- Born: October 23, 1917 Cleveland, Ohio
- Died: December 16, 2004 (aged 87) Greenbrae, California
- Education: University of California, Los Angeles University of California, San Francisco
- Known for: Evidence-based medicine
- Awards: E. Mead Johnson Award (1958)
- Scientific career
- Fields: Neonatology
- Workplaces: Columbia-Presbyterian Medical Center

= William Silverman =

American physician (1917–2004)

William Aaron Silverman (October 23, 1917 – December 16, 2004) was an American physician who made important contributions to neonatology. He held academic positions at Columbia University College of Physicians and Surgeons and served as the medical director of the neonatal intensive care unit at Columbia-Presbyterian Medical Center. Silverman urged physicians to address considerations like quality of care in formulating medical treatment plans, especially in the management of premature infants.

==Biography==
===Early life===
Silverman was born in Cleveland in 1917. In an interview late in his life, Silverman said that his mother had rheumatic heart disease and that she struggled with her health after he was born, so he was raised mostly by his grandparents. Silverman was also sickly as a child. His family moved to Los Angeles in 1920, hoping that the climate would have beneficial effects on the health of Silverman and his mother. Silverman's mother died of a stroke two years later.

PROVIDED RECORDS ::

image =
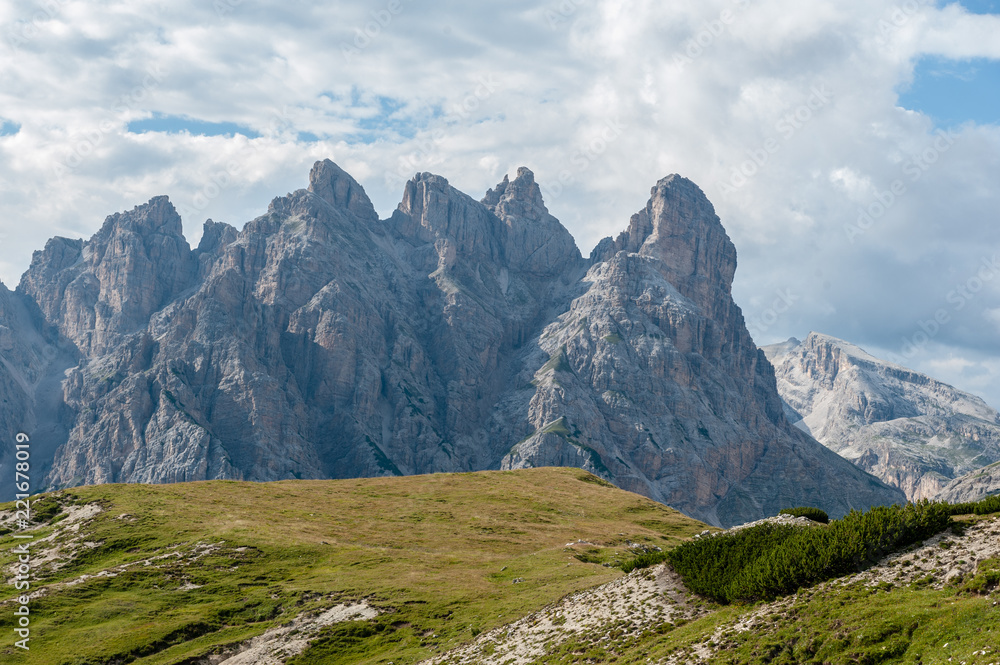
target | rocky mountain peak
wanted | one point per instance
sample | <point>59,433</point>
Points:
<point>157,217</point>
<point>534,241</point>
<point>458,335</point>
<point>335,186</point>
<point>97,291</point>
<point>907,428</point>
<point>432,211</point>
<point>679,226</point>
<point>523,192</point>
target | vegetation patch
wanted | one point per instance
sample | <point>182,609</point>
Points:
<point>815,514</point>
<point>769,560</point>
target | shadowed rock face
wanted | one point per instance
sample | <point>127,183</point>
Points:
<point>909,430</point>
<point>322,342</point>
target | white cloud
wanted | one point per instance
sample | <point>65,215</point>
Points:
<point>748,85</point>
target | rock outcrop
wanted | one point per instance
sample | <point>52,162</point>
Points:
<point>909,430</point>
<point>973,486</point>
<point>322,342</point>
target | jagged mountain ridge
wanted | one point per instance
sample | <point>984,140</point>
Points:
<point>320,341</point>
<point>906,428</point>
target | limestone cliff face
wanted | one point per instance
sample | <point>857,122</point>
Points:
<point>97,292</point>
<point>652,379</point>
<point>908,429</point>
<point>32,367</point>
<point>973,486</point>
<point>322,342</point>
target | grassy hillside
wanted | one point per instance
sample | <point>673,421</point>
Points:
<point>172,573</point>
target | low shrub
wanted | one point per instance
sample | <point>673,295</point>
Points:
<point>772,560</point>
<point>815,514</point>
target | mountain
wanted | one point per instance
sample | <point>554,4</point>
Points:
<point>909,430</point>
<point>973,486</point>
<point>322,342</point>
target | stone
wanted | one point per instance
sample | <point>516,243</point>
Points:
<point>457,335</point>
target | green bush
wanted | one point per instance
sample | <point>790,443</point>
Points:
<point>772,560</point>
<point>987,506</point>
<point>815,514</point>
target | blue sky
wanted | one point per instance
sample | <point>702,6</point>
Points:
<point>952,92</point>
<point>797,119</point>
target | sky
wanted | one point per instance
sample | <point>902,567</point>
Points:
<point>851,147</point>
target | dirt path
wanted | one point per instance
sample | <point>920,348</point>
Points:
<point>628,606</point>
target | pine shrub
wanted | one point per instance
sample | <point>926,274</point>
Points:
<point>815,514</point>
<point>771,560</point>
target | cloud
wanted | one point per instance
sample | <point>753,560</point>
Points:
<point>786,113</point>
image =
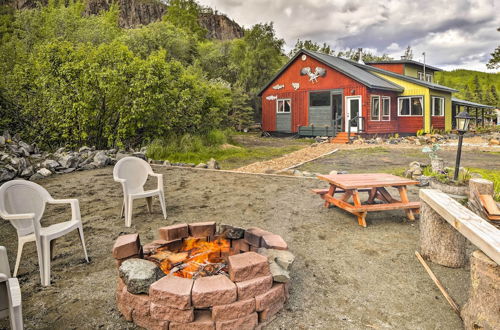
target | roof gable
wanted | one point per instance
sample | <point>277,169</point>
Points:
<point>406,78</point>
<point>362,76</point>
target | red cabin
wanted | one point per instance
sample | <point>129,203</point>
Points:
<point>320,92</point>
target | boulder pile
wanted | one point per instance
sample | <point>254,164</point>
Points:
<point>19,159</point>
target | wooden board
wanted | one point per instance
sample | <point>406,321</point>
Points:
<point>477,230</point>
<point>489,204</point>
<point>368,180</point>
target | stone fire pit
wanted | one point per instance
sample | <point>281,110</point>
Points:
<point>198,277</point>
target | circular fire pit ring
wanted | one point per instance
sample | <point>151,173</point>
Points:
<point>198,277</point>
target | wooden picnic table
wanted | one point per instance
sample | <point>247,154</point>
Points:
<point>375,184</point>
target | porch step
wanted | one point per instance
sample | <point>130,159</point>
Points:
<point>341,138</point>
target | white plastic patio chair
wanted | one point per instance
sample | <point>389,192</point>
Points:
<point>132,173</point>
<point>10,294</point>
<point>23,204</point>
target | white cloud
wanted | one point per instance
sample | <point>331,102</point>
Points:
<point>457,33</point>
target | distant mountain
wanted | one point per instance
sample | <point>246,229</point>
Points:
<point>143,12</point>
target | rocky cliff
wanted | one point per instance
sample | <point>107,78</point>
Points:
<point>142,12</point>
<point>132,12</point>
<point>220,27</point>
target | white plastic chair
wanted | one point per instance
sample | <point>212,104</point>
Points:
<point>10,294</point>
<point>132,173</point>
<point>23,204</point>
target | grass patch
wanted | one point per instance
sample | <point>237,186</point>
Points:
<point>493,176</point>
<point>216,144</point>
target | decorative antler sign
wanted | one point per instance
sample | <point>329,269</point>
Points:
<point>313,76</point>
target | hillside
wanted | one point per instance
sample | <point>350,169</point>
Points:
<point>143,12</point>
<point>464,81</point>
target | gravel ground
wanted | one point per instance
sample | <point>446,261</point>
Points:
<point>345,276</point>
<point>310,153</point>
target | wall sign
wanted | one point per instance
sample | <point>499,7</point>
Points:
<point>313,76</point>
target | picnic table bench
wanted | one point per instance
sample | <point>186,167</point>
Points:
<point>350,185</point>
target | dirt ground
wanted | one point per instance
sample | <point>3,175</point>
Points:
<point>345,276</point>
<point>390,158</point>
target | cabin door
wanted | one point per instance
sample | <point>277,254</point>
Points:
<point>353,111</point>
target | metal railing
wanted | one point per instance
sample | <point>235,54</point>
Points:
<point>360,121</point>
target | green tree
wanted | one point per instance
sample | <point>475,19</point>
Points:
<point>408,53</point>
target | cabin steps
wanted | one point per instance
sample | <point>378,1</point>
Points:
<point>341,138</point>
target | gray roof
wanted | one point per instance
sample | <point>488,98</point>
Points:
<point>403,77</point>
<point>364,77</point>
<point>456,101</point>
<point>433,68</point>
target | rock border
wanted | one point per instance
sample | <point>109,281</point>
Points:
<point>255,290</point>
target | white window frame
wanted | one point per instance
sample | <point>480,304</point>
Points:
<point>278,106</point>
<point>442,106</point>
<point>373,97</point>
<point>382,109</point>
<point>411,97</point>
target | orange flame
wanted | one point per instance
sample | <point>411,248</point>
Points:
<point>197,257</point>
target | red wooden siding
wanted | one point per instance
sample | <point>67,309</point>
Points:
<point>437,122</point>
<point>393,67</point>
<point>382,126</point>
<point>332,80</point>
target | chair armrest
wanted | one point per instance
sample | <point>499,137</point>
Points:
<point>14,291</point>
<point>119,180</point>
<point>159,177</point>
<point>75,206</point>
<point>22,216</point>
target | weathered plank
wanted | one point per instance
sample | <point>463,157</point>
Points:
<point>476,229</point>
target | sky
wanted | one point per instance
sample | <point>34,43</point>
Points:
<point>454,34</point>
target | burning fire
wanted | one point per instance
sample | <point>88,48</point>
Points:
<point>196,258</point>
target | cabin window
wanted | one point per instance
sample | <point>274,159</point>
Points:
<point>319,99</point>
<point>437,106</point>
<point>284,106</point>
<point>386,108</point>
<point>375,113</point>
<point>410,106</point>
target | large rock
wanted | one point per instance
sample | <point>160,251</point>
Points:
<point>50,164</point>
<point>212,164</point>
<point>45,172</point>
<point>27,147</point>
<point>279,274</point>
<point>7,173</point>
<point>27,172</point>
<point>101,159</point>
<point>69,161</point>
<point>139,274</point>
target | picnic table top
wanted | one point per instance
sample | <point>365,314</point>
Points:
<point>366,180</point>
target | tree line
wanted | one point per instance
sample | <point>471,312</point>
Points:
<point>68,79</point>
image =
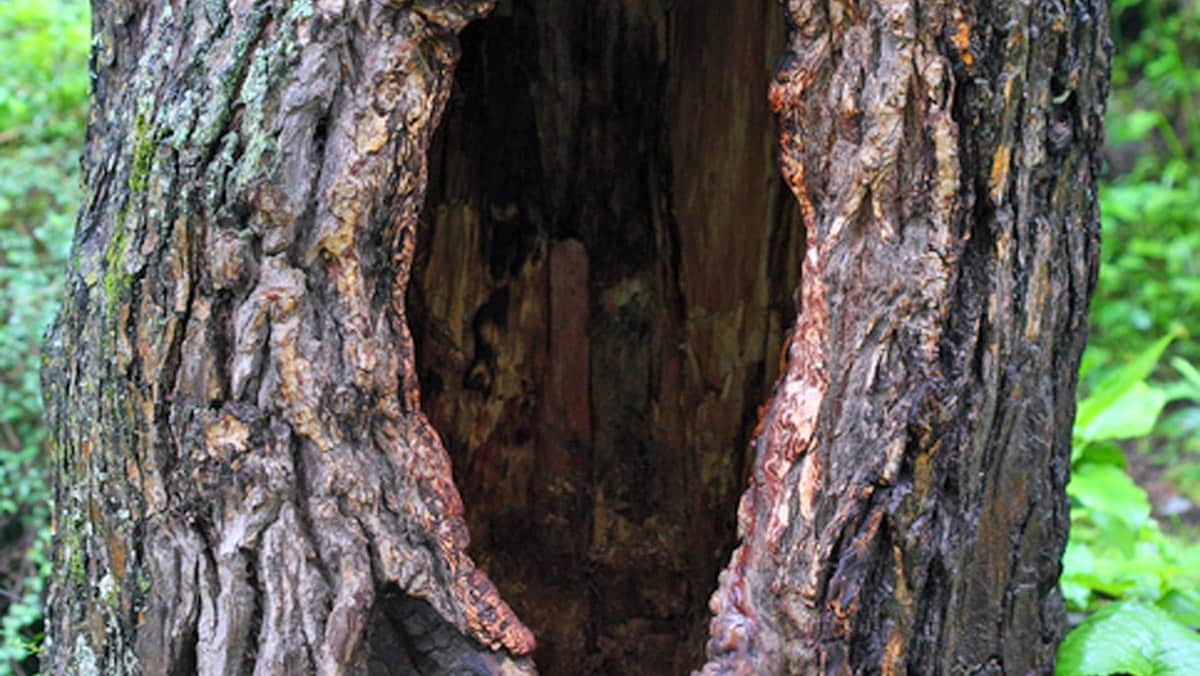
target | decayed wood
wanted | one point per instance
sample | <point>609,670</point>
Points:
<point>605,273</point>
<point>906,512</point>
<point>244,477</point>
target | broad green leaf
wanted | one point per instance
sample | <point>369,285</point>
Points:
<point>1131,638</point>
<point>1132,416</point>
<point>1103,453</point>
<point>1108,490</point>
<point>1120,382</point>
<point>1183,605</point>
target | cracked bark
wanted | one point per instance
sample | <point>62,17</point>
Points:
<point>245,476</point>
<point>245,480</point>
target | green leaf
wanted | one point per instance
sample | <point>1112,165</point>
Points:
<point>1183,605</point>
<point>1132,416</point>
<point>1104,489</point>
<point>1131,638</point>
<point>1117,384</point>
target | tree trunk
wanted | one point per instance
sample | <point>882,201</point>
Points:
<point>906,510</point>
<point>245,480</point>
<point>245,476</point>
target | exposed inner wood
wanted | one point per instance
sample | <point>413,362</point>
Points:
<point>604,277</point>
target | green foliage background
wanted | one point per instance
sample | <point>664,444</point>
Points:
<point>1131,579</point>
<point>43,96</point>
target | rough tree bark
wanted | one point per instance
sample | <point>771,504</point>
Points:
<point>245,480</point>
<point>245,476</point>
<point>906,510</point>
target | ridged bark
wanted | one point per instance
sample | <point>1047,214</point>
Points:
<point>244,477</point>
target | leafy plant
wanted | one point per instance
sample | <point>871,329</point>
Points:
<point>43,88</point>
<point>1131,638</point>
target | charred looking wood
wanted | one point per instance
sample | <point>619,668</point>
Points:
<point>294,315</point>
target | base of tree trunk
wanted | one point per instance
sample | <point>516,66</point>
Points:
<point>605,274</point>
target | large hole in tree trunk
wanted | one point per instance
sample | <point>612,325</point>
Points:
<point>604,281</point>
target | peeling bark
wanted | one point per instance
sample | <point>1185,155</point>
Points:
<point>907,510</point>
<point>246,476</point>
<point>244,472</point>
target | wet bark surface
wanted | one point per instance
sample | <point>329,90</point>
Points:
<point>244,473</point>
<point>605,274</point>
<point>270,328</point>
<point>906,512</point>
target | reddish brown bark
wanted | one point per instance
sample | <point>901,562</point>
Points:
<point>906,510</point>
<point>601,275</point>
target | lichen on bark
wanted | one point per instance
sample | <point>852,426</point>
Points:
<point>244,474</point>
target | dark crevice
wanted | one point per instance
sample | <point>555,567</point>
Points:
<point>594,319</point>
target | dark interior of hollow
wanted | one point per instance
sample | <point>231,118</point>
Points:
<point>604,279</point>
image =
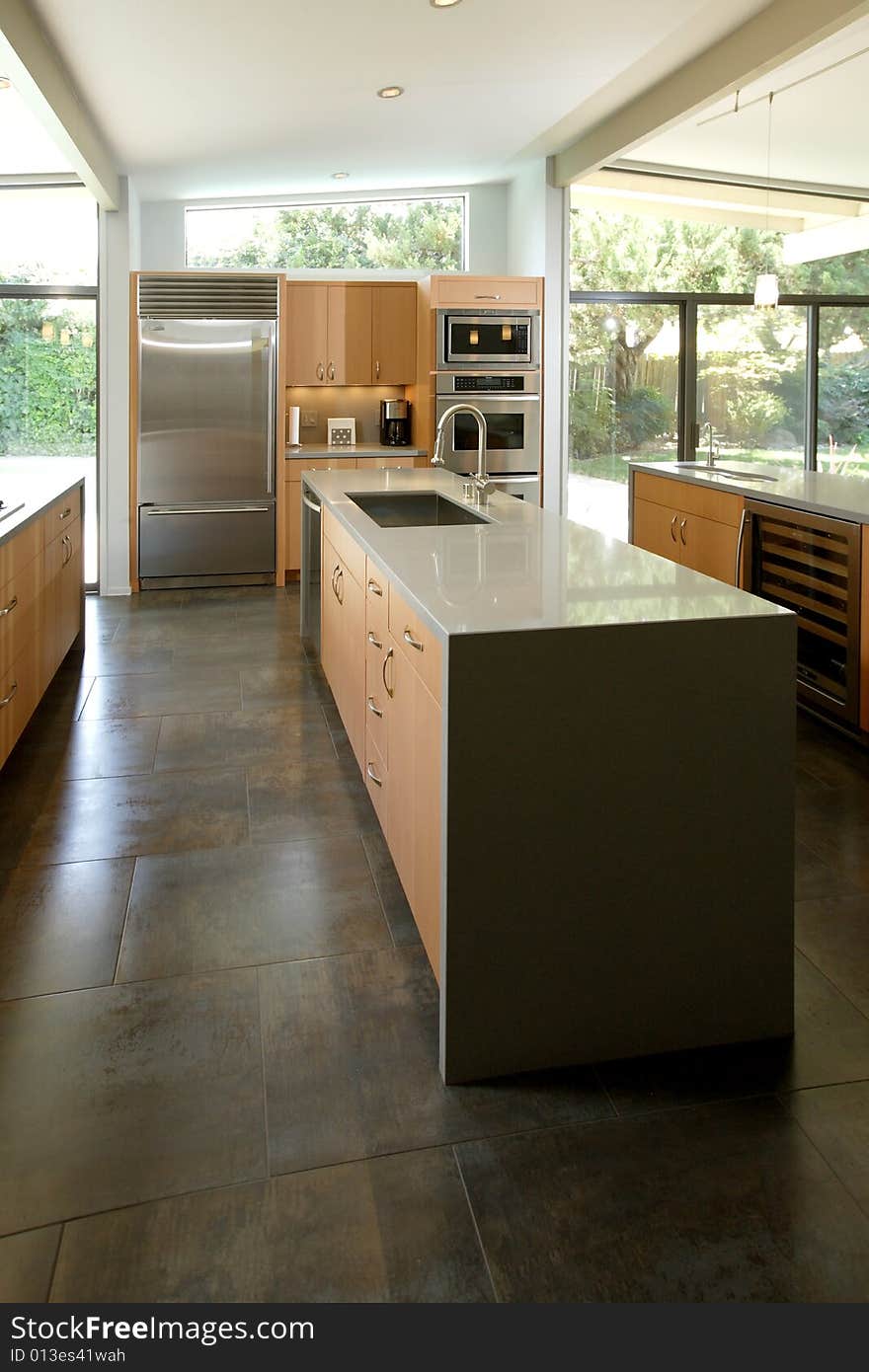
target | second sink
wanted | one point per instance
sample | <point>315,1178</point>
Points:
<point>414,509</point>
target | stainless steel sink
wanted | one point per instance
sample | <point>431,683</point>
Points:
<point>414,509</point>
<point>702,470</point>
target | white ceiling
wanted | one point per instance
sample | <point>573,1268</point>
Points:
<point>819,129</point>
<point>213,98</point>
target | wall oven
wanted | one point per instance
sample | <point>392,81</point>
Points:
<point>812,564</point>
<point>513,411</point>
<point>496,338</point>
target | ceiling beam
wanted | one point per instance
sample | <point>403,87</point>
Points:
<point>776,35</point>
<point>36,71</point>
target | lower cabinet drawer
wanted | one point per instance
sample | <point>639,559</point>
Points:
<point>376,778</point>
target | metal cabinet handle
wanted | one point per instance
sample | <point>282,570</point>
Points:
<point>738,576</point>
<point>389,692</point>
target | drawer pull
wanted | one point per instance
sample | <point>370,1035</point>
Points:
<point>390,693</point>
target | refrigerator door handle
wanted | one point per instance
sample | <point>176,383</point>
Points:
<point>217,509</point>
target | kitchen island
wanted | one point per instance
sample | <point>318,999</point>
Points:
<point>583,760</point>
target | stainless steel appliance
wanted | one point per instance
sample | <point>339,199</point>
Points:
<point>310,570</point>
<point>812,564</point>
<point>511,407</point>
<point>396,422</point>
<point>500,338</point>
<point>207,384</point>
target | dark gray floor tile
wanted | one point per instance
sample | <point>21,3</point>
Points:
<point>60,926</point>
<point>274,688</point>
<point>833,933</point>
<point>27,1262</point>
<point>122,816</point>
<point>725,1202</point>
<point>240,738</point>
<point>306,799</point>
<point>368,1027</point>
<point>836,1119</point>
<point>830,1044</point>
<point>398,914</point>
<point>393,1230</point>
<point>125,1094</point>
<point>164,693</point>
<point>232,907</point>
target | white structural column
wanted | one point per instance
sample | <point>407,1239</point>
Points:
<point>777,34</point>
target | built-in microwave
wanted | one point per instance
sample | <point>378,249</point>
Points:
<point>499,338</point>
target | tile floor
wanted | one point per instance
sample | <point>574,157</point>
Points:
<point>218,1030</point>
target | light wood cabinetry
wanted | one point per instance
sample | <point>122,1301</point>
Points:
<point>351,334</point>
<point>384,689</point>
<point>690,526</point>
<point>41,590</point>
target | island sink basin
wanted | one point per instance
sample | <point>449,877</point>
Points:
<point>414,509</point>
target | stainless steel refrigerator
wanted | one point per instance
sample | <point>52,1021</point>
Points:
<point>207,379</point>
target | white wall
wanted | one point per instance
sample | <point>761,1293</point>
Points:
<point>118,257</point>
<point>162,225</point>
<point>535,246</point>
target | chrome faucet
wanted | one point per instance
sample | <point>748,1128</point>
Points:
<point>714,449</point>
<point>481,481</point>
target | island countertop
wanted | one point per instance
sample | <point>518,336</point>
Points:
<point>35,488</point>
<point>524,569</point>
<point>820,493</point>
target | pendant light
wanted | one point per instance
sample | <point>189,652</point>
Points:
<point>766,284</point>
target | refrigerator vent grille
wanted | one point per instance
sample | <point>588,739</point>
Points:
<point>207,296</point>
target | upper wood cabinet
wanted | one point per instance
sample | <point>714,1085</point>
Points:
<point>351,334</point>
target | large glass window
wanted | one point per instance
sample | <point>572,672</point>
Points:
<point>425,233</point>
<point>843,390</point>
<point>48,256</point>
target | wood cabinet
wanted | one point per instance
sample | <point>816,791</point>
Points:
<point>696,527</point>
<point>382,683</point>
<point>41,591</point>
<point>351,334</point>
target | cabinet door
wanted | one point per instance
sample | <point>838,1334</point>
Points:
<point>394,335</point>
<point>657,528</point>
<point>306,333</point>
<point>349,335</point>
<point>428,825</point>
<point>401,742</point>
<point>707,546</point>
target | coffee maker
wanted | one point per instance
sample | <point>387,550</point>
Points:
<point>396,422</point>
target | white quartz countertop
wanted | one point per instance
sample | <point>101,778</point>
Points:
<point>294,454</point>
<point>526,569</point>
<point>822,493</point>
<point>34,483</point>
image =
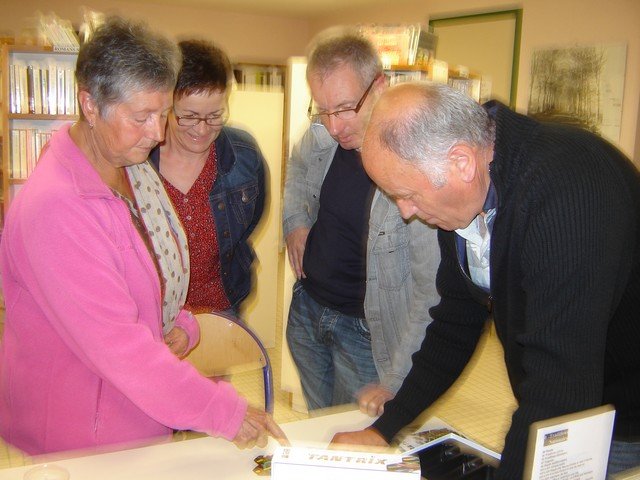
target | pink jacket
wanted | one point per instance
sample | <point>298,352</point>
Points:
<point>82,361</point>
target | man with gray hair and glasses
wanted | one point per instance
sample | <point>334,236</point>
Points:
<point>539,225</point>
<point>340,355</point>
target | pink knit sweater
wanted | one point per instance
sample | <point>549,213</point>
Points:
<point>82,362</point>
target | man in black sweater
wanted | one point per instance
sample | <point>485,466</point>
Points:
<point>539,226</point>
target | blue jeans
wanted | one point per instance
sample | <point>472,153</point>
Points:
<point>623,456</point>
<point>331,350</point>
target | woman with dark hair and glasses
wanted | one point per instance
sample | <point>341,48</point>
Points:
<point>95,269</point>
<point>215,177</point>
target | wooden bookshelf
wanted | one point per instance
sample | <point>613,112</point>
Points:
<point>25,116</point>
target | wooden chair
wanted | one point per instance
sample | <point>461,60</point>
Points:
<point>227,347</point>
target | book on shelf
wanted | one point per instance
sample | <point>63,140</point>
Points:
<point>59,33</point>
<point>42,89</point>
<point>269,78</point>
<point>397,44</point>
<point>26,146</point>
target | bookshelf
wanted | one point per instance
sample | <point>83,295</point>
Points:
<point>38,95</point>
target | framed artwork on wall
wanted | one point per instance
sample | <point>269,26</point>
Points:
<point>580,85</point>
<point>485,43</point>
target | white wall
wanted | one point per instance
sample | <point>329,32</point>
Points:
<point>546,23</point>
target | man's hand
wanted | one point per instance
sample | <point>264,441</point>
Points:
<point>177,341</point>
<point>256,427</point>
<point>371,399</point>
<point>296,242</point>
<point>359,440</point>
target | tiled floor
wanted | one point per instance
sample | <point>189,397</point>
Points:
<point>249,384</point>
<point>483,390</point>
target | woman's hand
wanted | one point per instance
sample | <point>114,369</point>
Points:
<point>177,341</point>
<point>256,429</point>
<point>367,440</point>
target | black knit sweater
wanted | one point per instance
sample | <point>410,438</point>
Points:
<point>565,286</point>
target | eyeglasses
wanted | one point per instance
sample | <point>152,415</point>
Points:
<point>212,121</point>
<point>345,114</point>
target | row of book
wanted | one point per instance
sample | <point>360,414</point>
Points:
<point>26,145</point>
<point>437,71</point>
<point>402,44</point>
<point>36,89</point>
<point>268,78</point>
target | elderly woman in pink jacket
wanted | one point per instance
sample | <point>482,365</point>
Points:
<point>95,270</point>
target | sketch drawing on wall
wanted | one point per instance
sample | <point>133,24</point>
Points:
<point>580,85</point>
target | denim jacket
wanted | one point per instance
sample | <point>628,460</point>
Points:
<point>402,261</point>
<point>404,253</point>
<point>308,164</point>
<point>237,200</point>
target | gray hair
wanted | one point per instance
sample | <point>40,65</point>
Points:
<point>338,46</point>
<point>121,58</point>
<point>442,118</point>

WORK INSTRUCTION A :: Please condense the paragraph of the William Silverman article that begins "Silverman was born in Cleveland" into a short list of its main facts.
WORK INSTRUCTION B :: From the William Silverman article, quote word for word the stretch from "- Born: October" through "Johnson Award (1958)".

RESULT A ::
- Born in Cleveland in 1917.
- His mother had rheumatic heart disease and struggled with her health after his birth. He told an interviewer late in life that, as a result, his grandparents mostly raised him.
- He was also sickly as a child.
- In 1920 the family moved to Los Angeles, hoping the climate would improve his and his mother's health.
- His mother died of a stroke two years later.

RESULT B ::
- Born: October 23, 1917 Cleveland, Ohio
- Died: December 16, 2004 (aged 87) Greenbrae, California
- Education: University of California, Los Angeles University of California, San Francisco
- Known for: Evidence-based medicine
- Awards: E. Mead Johnson Award (1958)